> TEXTO DE ORIGEN:
========================================================================

Domingo, 15 de febrero de 2009 | Hoy
Catherine Mohr se presentó haciendo una brevísima historia de la cirugía. Mostró calaveras de humanos que vivieron entre 5 mil y 10 mil años atrás, con trepanaciones que sugieren que “algún tipo de operaciones” se hacían en aquella época. Pero en general los cirujanos eran percibidos como “carniceros”. Era obvio que tenían que hacer las operaciones con consentimiento mutuo del paciente. Y hacerlas lo más brevemente posible. Es más, al cirujano se le pedía un poco de misericordia. Por ejemplo, sacar una piedra en la vesícula llevaba aproximadamente dos minutos, porque sin anestesia el procedimiento era penoso, dolorosísimo.
La aparición de la anestesia modificó una gran parte, y para ponerlo en una palabra, trajo alivio. Los médicos tenían más tiempo para explorar y practicar, porque los pacientes no sentían nada. Fue una revolución en la historia de la cirugía. De todas formas, la frustración se generaba porque muchísimos pacientes no sentían nada durante las operaciones, pero se morían por las infecciones posteriores. Allí fue donde los médicos entendieron que era tan importante lavarse las manos “antes” como “después” de la operación.
Luego, la próxima etapa. Las operaciones no eran más dolorosas, los pacientes no se morían por las infecciones posteriores, pero la calidad de vida se modificaba sustancialmente. Y allí llegó la ambición. Por eso, aparecieron nuevas metodologías, como la laparoscopía, que permite hacer menos incisiones, de menor tamaño y la invasión al cuerpo es cada vez menor. Con todo, la técnica que se necesita para operar en esas condiciones requirió que los cirujanos tuvieran que re-entrenarse, o entrenarse para usar nueva aparatología. Pero las operaciones con laparoscopía tienen una desventaja particular: el médico pierde su visión tridimensional. Ve de acuerdo con lo que mira en un monitor en dos dimensiones. Amén de que manejar esa tecnología implica algo así como mover la parte de atrás de un acoplado, en donde el mundo se invierte. Y encima, uno sabe que está operando a un paciente, en donde el margen de error es ínfimo.
Y entonces, llega el mundo de la robótica más sofisticada. Aumenta la destreza del cirujano y empiezan la innovación.
Mohr mostró una máquina para operar, la Da Vinci, que todavía no está aprobada para ser utilizada en operaciones reales, pero de acuerdo con lo que dijo en su exposición sólo faltan detalles. Mostró videos increíbles. Con sólo una incisión en el cuerpo del paciente, se introduce un pequeñísimo tubo. Este tubo, al llegar al centro de operaciones (imagínelo como un tubo con pasta dentífrica), expele un grupo de instrumentos que se despliega como si fuera una cortaplumas multiuso. Aparecen cámaras, luces, bisturíes, tijeritas, que le permiten al cirujano, a través de estos robots, llegar a lugares en donde los ojos y las manos no pueden acceder. Ahora parece todo más simple. Y los marcadores que tiñen los tejidos permiten entender dónde “cortar”, ver los bordes de la zona afectada, y en definitiva lograr un resultado eficiente y preciso.
La cirugía moderna apunta hacia allá. Y el futuro llegará inexorablemente con la proliferación de estos aparatos, que –dicho sea de paso– permiten operar a distancia, de manera tal que con los instrumentos en una parte del mundo y cirujanos en otra, la operación puede realizarse como si estuvieran todos en el mismo lugar. La idea es dejar todo lo más INTACTO posible.

========================================================================

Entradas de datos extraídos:
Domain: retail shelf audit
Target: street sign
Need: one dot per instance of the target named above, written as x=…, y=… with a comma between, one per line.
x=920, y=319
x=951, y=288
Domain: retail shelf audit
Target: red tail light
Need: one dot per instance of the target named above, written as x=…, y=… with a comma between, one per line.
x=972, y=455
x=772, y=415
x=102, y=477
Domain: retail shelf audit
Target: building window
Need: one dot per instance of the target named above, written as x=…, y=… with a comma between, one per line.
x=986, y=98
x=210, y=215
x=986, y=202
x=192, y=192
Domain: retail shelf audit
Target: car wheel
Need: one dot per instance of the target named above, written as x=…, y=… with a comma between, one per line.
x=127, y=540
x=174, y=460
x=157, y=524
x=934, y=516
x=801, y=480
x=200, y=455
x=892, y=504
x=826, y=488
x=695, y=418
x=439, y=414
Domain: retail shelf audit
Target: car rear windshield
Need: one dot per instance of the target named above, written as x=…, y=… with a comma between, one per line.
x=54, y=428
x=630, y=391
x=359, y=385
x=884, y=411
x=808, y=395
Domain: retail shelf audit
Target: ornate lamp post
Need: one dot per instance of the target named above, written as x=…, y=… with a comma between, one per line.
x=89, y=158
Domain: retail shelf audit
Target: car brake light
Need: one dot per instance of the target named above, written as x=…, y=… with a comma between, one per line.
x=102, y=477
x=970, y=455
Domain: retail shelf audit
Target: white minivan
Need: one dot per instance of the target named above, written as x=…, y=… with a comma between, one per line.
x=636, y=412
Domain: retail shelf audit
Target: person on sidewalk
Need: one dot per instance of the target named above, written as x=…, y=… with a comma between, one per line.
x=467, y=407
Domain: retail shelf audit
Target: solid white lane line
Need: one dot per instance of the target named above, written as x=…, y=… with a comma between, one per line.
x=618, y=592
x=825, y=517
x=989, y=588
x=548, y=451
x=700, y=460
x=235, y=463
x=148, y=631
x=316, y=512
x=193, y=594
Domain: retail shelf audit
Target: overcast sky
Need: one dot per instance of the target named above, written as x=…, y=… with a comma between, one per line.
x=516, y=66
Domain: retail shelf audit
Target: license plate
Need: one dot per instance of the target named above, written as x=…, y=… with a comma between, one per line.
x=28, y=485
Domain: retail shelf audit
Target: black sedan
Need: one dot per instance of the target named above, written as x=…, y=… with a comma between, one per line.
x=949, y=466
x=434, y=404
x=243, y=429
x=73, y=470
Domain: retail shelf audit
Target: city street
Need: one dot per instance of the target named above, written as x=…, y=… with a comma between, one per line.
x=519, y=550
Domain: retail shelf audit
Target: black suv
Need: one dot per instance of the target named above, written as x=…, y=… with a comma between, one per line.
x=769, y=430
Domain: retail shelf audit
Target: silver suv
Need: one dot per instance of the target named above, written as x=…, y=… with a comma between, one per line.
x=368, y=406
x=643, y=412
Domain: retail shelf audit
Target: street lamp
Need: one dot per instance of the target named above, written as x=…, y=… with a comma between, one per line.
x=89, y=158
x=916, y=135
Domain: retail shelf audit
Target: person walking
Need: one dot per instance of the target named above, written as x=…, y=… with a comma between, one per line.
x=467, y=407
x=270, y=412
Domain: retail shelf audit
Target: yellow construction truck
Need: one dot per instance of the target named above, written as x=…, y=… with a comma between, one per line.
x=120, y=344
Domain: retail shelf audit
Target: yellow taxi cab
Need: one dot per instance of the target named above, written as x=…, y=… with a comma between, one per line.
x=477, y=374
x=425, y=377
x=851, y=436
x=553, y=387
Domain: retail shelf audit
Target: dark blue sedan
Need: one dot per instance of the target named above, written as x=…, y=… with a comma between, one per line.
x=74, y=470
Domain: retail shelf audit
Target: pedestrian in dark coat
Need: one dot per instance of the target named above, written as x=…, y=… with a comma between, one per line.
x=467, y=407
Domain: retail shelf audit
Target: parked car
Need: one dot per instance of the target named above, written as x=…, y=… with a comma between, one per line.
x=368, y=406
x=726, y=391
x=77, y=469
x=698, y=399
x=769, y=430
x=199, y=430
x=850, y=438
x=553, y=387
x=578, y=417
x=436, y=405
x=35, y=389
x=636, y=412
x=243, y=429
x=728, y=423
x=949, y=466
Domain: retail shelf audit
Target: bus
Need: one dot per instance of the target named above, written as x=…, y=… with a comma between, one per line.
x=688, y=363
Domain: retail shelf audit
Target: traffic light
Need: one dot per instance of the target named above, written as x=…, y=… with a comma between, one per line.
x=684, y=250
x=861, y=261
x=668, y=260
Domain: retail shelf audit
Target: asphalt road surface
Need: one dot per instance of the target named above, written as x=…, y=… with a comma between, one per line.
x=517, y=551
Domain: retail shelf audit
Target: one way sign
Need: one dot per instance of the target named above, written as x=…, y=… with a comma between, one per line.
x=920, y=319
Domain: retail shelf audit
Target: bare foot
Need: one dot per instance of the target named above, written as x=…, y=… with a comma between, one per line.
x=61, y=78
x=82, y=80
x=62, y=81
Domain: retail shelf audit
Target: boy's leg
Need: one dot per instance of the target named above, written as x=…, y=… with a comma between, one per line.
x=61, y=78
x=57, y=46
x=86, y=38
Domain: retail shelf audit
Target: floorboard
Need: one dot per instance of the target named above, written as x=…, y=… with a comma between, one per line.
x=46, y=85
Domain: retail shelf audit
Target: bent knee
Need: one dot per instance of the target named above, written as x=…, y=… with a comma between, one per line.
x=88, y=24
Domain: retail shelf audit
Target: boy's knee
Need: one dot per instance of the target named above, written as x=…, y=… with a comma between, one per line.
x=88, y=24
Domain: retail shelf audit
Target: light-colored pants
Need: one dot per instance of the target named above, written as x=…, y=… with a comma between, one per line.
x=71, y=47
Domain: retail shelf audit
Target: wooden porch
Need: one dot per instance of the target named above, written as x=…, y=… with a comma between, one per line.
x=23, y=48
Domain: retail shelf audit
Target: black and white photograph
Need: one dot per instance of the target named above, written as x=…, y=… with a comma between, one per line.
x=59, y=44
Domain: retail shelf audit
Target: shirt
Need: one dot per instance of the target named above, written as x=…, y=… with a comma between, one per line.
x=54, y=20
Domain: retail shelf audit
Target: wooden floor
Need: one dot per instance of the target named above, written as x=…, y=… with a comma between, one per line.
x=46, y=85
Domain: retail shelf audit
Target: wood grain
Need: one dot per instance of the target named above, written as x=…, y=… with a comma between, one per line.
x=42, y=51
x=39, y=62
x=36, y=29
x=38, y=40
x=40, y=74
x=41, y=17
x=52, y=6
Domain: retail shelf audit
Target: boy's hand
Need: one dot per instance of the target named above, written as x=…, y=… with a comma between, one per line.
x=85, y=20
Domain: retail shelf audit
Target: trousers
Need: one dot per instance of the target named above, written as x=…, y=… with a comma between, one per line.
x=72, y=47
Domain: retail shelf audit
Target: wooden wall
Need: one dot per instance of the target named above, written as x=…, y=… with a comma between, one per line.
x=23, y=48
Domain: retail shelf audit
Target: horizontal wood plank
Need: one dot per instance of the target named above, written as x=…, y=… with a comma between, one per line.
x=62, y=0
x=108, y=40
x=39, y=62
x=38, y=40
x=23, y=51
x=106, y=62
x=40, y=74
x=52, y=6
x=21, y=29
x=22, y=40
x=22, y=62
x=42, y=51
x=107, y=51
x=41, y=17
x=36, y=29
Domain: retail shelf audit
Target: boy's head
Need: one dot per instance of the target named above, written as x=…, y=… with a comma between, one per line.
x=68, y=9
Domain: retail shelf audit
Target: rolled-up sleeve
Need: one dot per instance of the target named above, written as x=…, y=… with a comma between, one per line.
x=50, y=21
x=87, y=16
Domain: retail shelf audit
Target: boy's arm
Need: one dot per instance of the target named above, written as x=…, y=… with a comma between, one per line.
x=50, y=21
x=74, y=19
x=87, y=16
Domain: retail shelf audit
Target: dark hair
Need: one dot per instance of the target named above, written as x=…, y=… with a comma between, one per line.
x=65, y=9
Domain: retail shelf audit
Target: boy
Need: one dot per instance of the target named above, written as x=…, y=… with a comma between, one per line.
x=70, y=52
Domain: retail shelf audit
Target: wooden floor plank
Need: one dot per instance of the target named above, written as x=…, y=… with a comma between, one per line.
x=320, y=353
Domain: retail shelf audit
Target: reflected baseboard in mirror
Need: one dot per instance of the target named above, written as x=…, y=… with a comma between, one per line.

========================================================================

> LISTA DE TAREAS:
• 1. En el texto sobre la historia de la cirugía, ¿qué desventaja particular tienen las operaciones con laparoscopía?
• 2. Repite sin cambios el fragmento del texto sobre la historia de la cirugía que comienza en las palabras "Domingo, 15 de" y termina después de "era penoso, dolorosísimo.".

> RESPUESTAS:
• 1. El médico pierde su visión tridimensional.

• 2.
Domingo, 15 de febrero de 2009 | Hoy
Catherine Mohr se presentó haciendo una brevísima historia de la cirugía. Mostró calaveras de humanos que vivieron entre 5 mil y 10 mil años atrás, con trepanaciones que sugieren que “algún tipo de operaciones” se hacían en aquella época. Pero en general los cirujanos eran percibidos como “carniceros”. Era obvio que tenían que hacer las operaciones con consentimiento mutuo del paciente. Y hacerlas lo más brevemente posible. Es más, al cirujano se le pedía un poco de misericordia. Por ejemplo, sacar una piedra en la vesícula llevaba aproximadamente dos minutos, porque sin anestesia el procedimiento era penoso, dolorosísimo.